A common rule of thumb for ELT workloads is to avoid row-by-row, cursor-based processing (a commonly overlooked finding for stored procedures). This is sub-optimal because such processing needs to happen on the leader node of an MPP database like Amazon Redshift. Instead, the recommendation for such a workload is to look for an alternative distributed processing programming framework, such as Apache Spark.

Several hundreds to thousands of single record inserts, updates, and deletes for highly transactional needs are not efficient using MPP architecture. Instead, stage those records for either a bulk UPDATE or DELETE/INSERT on the table as a batch operation.

With the external table capability of Redshift Spectrum, you can optimize your transformation logic using a single SQL as opposed to loading data first in Amazon Redshift local storage for staging tables and then doing the transformations on those staging tables.

Key considerations for data lake export

When you unload data from Amazon Redshift to your data lake in S3, pay attention to data skew or processing skew in your Amazon Redshift tables. The UNLOAD command uses the parallelism of the slices in your cluster. Hence, if there is a data skew at rest or processing skew at runtime, unloaded files on S3 may have different file sizes, which impacts your UNLOAD command response time and query response time downstream for the unloaded data in your data lake.

You should also control maximum file size to approximately 100 MB or less in the UNLOAD command for better performance for downstream consumption. Similarly, for S3 partitioning, a rule of thumb is to not exceed number of partitions per table on S3 to couple of hundreds by choosing the low cardinality partitioning columns (year, quarter, month, and day are good choices) in the UNLOAD command. This avoids creating too many partitions, which in turn creates a large volume of metadata in the AWS Glue catalog, leading to high query times via Athena and Redshift Spectrum.

- SHORT EXERCISE 1: Find each line in the rows that contains the word "puddle" and copy those lines out.
The Redshift passage has no connection to the rows that follow it.

- PROVIDED DATA:
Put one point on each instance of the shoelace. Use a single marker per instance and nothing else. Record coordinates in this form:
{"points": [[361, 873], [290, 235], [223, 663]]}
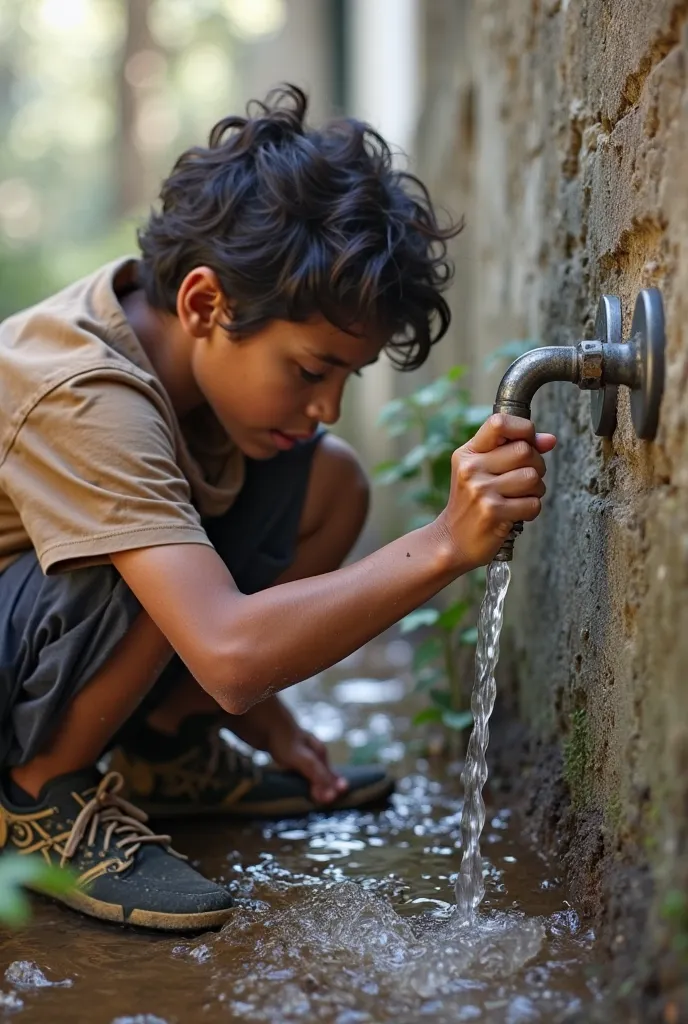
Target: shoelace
{"points": [[240, 763], [119, 818]]}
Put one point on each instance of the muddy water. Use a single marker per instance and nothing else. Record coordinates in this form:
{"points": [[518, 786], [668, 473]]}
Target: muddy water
{"points": [[341, 918]]}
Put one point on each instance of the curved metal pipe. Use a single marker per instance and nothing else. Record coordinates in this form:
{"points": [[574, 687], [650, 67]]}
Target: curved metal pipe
{"points": [[597, 366], [519, 384], [529, 372]]}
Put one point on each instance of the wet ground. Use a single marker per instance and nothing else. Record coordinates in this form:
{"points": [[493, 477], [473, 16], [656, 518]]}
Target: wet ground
{"points": [[342, 918]]}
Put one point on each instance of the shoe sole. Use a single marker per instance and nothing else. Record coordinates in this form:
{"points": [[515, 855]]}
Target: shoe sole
{"points": [[364, 797], [115, 913]]}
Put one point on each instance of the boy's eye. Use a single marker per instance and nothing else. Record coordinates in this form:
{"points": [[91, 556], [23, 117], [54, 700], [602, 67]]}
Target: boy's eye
{"points": [[311, 378]]}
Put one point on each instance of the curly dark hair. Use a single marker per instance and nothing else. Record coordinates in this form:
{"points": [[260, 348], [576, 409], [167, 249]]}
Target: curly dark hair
{"points": [[297, 221]]}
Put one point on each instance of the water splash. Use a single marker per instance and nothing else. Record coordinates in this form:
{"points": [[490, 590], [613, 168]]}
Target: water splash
{"points": [[470, 887]]}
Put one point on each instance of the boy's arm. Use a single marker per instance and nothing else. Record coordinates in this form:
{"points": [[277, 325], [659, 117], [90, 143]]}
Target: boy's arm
{"points": [[241, 648]]}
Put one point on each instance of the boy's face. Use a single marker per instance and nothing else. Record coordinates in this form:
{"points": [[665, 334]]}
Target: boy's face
{"points": [[273, 389]]}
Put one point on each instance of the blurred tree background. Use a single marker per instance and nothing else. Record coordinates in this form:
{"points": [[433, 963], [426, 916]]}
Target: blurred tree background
{"points": [[96, 99]]}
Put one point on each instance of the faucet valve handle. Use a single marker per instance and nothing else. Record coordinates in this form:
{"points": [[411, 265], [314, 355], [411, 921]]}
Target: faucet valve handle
{"points": [[639, 364], [608, 331]]}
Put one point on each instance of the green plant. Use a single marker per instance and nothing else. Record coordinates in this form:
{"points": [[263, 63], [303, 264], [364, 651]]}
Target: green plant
{"points": [[439, 417], [18, 870], [578, 760], [674, 910]]}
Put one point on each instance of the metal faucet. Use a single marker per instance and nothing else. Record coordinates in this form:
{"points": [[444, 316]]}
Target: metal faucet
{"points": [[599, 367]]}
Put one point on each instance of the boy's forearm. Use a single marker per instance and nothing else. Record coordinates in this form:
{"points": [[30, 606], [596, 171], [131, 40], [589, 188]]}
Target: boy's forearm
{"points": [[285, 634]]}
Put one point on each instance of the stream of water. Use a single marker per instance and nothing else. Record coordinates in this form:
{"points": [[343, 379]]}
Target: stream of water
{"points": [[470, 886], [344, 918]]}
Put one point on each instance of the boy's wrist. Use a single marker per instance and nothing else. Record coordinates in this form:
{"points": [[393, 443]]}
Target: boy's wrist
{"points": [[449, 561]]}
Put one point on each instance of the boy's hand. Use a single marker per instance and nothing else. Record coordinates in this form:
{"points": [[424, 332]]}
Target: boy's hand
{"points": [[302, 752], [497, 480]]}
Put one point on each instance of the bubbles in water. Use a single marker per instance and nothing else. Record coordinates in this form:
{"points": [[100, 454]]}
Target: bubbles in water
{"points": [[139, 1019], [338, 938], [10, 1003], [27, 975]]}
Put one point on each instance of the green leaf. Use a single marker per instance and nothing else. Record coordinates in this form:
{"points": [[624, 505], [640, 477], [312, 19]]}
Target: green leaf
{"points": [[442, 698], [388, 472], [457, 720], [427, 652], [14, 908], [434, 393], [450, 617], [415, 458], [395, 412], [428, 715], [19, 870], [416, 620]]}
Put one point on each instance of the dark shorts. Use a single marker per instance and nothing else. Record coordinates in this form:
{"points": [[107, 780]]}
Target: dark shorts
{"points": [[56, 632]]}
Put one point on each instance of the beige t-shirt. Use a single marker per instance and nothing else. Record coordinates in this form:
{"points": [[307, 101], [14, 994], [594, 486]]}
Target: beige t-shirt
{"points": [[93, 459]]}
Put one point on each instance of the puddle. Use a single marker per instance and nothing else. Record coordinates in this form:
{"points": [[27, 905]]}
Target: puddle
{"points": [[344, 919]]}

- SHORT EXERCISE 2: Copy the Redshift passage from "A common rule" up to and including "as Apache Spark.".

- RESPONSE 1:
Put one point on each instance of the puddle. Use a single marker per instance and nothing else. Record coordinates in this form:
Target: puddle

- RESPONSE 2:
A common rule of thumb for ELT workloads is to avoid row-by-row, cursor-based processing (a commonly overlooked finding for stored procedures). This is sub-optimal because such processing needs to happen on the leader node of an MPP database like Amazon Redshift. Instead, the recommendation for such a workload is to look for an alternative distributed processing programming framework, such as Apache Spark.